• [Instructions for the task] Pull out every line in the entries below that contains the word "bridge", and copy each one. Only matches with the same capitalization count.
****
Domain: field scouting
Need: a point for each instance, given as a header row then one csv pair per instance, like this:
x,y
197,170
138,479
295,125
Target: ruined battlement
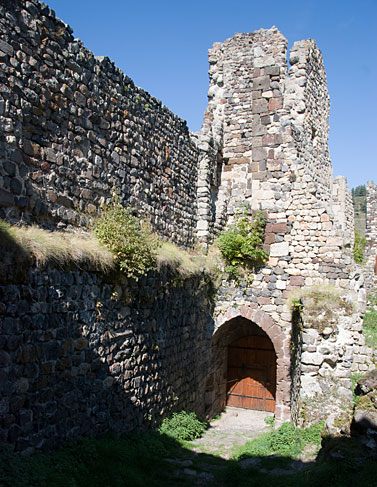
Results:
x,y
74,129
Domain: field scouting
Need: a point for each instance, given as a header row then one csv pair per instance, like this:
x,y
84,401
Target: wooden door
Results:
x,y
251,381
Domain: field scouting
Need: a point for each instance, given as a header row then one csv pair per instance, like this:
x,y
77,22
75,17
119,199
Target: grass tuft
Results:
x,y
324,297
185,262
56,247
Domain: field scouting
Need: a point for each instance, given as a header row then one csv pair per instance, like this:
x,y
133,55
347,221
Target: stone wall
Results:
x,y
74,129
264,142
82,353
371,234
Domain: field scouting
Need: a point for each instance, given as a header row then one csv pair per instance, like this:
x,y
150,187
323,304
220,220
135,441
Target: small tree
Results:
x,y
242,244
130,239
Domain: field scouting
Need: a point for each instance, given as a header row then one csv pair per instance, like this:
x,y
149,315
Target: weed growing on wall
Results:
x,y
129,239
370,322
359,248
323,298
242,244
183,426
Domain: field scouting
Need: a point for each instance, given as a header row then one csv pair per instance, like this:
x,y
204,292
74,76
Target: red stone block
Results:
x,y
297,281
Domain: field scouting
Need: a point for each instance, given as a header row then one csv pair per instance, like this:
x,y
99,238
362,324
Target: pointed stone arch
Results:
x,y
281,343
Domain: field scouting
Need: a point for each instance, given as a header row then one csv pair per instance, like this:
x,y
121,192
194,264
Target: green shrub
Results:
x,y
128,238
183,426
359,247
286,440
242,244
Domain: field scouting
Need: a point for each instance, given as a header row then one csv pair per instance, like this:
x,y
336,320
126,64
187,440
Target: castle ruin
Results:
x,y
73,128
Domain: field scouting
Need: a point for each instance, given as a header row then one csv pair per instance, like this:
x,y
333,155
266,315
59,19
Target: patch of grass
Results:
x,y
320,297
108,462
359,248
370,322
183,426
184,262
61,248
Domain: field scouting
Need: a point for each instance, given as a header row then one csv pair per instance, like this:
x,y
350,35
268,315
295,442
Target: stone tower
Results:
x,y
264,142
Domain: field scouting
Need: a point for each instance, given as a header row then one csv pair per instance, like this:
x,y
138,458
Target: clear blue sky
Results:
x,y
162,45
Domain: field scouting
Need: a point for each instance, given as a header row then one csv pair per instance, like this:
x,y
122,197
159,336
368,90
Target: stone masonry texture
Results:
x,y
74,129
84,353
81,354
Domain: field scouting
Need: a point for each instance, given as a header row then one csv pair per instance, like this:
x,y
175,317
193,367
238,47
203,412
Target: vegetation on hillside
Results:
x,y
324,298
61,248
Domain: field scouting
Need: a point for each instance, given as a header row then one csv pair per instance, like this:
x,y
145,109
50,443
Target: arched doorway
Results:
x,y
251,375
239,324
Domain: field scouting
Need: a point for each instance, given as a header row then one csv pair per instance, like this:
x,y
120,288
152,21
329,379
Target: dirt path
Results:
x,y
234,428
****
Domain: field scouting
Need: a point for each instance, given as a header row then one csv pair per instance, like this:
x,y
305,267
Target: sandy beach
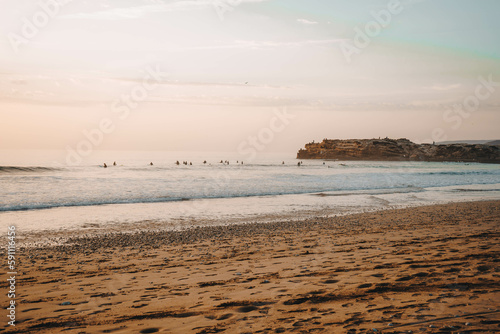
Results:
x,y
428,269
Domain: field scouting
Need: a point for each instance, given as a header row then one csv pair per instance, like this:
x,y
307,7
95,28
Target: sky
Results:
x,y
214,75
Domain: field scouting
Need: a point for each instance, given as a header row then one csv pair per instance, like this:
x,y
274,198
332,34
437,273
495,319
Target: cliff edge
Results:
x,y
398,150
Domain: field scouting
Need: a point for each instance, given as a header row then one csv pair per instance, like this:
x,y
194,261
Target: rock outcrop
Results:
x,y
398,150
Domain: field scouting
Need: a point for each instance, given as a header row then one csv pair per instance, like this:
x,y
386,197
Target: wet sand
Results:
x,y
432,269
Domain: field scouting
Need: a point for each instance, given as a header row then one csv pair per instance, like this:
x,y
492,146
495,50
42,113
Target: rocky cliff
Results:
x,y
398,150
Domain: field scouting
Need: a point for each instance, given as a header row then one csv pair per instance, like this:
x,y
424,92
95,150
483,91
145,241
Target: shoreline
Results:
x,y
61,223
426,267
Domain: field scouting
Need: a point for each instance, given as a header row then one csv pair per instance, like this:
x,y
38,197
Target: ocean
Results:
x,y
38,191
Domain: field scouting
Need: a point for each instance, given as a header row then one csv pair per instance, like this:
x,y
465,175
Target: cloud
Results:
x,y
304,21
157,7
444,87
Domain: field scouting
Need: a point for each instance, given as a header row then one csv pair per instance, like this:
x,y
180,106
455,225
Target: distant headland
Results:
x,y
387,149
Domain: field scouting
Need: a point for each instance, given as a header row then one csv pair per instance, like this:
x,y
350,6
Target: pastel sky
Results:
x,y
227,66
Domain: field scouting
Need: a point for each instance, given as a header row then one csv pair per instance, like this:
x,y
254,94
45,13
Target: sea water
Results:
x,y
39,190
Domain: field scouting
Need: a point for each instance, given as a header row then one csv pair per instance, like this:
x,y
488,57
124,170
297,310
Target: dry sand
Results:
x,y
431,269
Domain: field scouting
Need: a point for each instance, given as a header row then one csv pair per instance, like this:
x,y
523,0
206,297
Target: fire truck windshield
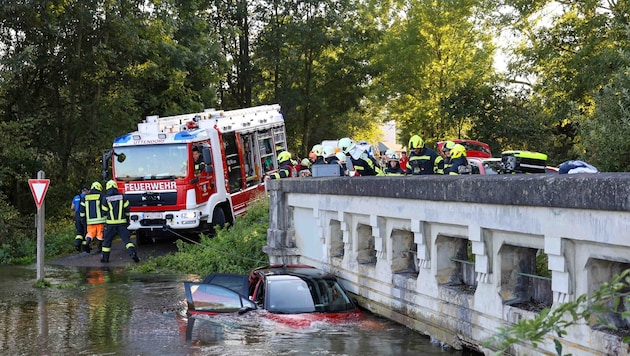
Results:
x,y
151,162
****
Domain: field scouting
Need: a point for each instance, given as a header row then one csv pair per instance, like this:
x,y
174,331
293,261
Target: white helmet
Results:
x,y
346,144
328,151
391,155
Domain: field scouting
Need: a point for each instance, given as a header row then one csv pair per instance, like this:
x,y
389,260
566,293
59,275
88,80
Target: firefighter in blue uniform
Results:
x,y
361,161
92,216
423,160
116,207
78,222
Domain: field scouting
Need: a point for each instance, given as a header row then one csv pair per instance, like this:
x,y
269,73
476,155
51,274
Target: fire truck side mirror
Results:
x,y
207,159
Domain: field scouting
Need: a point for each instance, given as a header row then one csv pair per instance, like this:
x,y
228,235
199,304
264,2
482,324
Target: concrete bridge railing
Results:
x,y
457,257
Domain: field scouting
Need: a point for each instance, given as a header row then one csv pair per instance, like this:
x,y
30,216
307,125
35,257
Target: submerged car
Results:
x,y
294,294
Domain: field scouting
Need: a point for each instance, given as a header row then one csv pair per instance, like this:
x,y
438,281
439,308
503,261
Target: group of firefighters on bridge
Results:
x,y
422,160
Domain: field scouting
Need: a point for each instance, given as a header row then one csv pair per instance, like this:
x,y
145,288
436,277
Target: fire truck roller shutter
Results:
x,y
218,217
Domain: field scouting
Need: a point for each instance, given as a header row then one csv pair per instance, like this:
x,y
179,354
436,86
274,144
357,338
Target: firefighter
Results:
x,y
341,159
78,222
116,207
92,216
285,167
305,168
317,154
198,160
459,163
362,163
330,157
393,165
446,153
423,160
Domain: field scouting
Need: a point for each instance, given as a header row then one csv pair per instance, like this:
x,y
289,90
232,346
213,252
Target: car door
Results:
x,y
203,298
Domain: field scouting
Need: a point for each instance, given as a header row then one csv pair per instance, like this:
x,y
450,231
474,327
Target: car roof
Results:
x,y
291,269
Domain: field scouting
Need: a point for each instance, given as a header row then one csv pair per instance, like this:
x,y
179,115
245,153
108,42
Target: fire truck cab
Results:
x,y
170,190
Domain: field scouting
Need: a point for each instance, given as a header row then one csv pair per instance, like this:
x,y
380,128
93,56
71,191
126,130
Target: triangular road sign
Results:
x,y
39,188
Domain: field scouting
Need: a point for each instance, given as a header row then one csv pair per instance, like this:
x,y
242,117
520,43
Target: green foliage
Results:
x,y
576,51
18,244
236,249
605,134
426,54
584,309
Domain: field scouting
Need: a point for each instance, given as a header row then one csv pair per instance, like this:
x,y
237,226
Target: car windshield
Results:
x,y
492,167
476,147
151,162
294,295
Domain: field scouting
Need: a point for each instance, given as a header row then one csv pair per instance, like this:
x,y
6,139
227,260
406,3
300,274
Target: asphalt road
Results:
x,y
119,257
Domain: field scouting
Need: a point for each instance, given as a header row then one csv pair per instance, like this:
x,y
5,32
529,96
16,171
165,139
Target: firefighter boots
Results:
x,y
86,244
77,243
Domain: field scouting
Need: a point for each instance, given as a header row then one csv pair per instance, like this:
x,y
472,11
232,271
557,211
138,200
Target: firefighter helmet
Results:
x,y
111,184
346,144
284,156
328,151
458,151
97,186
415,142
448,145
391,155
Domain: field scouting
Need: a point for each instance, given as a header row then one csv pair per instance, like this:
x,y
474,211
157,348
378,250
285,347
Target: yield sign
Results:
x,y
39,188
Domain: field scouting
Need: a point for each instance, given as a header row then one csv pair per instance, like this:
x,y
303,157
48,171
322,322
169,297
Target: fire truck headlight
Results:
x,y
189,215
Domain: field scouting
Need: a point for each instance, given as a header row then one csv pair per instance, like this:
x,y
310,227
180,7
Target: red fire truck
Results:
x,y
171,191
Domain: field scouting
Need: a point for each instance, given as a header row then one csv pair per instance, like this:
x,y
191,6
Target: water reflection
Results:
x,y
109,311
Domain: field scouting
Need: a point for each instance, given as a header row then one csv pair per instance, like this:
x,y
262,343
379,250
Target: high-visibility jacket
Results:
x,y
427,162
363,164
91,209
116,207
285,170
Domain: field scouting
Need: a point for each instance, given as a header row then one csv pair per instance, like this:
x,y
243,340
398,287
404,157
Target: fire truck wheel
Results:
****
• [Answer in full]
Target: concrete bridge railing
Target: group of firefighters on bridge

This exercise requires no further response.